Passage to read:

⟨

CRITICAL ISSUE winter 2002
 The Poetess in America
  — by Annie Finch

— page 2

Poetic Self in the Poetess Tradition


            One of the most important ways that poetess poetry differs from Romantic poetry is in the poet's treatment and positioning of the poetic speaker or "self."  Romantic poems enable the reader to identify with a strong central poetic speaker who appropriates nature and the world as a vehicle for accessing the poet's own emotions.   In John Keats' "Ode to a Nightingale, " for example, the speaker's self provides the sole locus of subjectivity in the poem.  Similarly, in William Cullen Bryant 's "Thanatopsis," where a feminized Nature solaces the speaker with her "voice of gladness," her "smile," and her "healing sympathy,"  the existence of nature is refracted through the lens of the poet's individual self.  Poetess poems, on the other hand, allow nature and the world a more independent existence.  Poetesses over the centuries developed several methods to achieve a balance among subjectivities within their poems.  Innovative (from a Romantic point of view) approaches to metaphor played a key role in this central achievement of Sentimentism.

            Lydia Sigourney is typical of the Sentimentist poetesses in that she rarely personifies or even metaphorizes natural objects in order to make statements about her own feelings.  Her poems are not organized around a central poetic subject or ego, but instead attribute an independent subjectivity, often conventionalized, to nature:  “Then the sea answer’d--”spoils are mine / From many an argosy, / And pearl-drops sleep in my bosom deep, / But naught have I there for thee.” They lend to natural objects voices and identities separate from that of the speaker, who may even address them directly:  “Yes, we have need of thee; / thanks, tree of sympathy.” Perhaps because the poetess, usually a woman, was used to being objectified herself, the speakers in poetess's poems do not take on the role of objectifying central bard.  Significantly, the very few poems in which Sigourney does use nature as a device to describe a central human state are poems celebrating public institutions or involving male speakers, such as the patriotic poem "Connecticut River" (P 13) with its theme of "devotion" for the "fatherland, " or "The Dying Philosopher" (SP 245), in which she adopts the voice of a male persona.

            In the work of early poetesses such as Sigourney, Christianity can play a key role in the Sentimentist approach to nature.  In such poems, God takes on the role of the Romantic subjectivity, and the speaker along with all the poem's human and natural characters are equally objectified in relation to God‚—-called by Sigourney the "One Dread Name."   In a later, less religious poetess such as Helen Hunt Jackson, other strategies allow nature its freedom.  One technique is for the poetess to assert the power to describe nature, while in the same poem undercutting or contradicting her own power.  In Jackson's "The Wall-Flower of the Ruins of Rome," for example, the speaker attributes human qualities to the flower, but the poem ends with a qualification:  "the whole of thy deep spell / I cannot fathom, and thou wilt not tell."   Because of such strategies, a reader of these Sentimentist poems takes away not so much a sense of the power of the poet's self,  as a sense of that which Dickinson might call "Circumference": a world of endless and equal entities in which the poetic "I" is not necessarily more privileged than any other self.

            An even more complex strategy of self-presentation occurs in the work of some early-twentieth-century poetesses.  Though the  lyric self and its emotions are an increasing concern of poetesses of this period, the speaker of such poems does not express her emotions by making metaphors about nature.  Instead, she objectifies herself.  With the projected reader or listener taking on the role of the lover, the speaker of such poems prevents the addressee from metaphorizing her, instead making herself into a wave, a river, a storm, a candle, or a tree, as in the following lyric by Sara Teasdale:

My heart is heavy with many a song
Like ripe fruit bearing down the tree,
But I can never give you one—
My songs do not belong to me.

Yet in the evening, in the dusk
When moths go to and fro,
In the gray hour if the fruit has fallen,
Take it, no one will know.

              Sara Teasdale, “My Heart is Heavy” (1918)

            Through the techniques of  entering in dialogue with nature, the qualifiication of lyric insights, and self-metaphor, the speaker of a Sentimentist lyric refuses to act the part of the central bardic Romantic poet-speaker.  Instead the Sentimentist lyric enacts, through the structure of its own voices, a communal and compassionate multiplicity of subjectivities.

⟩

Data pulled from a collection:
⟨

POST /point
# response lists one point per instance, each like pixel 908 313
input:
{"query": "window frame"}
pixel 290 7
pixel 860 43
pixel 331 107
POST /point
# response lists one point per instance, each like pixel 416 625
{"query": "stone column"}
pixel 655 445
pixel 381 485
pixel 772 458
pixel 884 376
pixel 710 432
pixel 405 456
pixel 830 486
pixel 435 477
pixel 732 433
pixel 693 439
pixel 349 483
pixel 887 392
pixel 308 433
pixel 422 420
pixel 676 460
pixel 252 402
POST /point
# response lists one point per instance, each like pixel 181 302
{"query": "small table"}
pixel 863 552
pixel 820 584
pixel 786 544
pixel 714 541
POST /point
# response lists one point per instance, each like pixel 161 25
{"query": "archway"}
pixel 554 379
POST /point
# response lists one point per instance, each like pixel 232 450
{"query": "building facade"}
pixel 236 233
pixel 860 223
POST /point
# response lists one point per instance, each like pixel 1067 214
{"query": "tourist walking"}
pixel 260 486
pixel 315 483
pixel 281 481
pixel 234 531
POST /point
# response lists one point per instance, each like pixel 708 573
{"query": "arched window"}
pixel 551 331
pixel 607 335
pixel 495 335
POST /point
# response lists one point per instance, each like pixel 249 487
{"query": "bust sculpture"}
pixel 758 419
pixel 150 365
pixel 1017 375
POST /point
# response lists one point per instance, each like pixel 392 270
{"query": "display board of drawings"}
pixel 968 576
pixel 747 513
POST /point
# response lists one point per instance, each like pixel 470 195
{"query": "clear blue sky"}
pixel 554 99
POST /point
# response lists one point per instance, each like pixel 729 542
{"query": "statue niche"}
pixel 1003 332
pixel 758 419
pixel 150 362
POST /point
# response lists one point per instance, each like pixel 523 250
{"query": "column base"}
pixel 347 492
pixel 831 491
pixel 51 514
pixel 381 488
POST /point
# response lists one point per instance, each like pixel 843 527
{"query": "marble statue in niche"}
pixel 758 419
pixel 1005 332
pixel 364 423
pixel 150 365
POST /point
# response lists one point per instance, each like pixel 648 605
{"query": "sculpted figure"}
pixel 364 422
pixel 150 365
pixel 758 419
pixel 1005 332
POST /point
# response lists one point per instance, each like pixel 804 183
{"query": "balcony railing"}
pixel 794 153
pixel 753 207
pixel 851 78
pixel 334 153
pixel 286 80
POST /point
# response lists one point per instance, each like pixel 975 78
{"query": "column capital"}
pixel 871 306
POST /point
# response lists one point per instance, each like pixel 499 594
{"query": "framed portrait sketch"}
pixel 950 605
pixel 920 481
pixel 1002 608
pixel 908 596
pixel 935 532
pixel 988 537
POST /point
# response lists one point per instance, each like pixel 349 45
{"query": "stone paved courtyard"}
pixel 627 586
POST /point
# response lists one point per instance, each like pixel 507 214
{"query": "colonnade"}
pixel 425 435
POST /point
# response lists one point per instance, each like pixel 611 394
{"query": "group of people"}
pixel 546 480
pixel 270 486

⟩

What to produce: Return the passage of the essay on poetess poetry between "An even more" and "belong to me.", inclusive, copied word for word. The records have nothing to do with this.

Worked solution:
An even more complex strategy of self-presentation occurs in the work of some early-twentieth-century poetesses.  Though the  lyric self and its emotions are an increasing concern of poetesses of this period, the speaker of such poems does not express her emotions by making metaphors about nature.  Instead, she objectifies herself.  With the projected reader or listener taking on the role of the lover, the speaker of such poems prevents the addressee from metaphorizing her, instead making herself into a wave, a river, a storm, a candle, or a tree, as in the following lyric by Sara Teasdale:

My heart is heavy with many a song
Like ripe fruit bearing down the tree,
But I can never give you one—
My songs do not belong to me.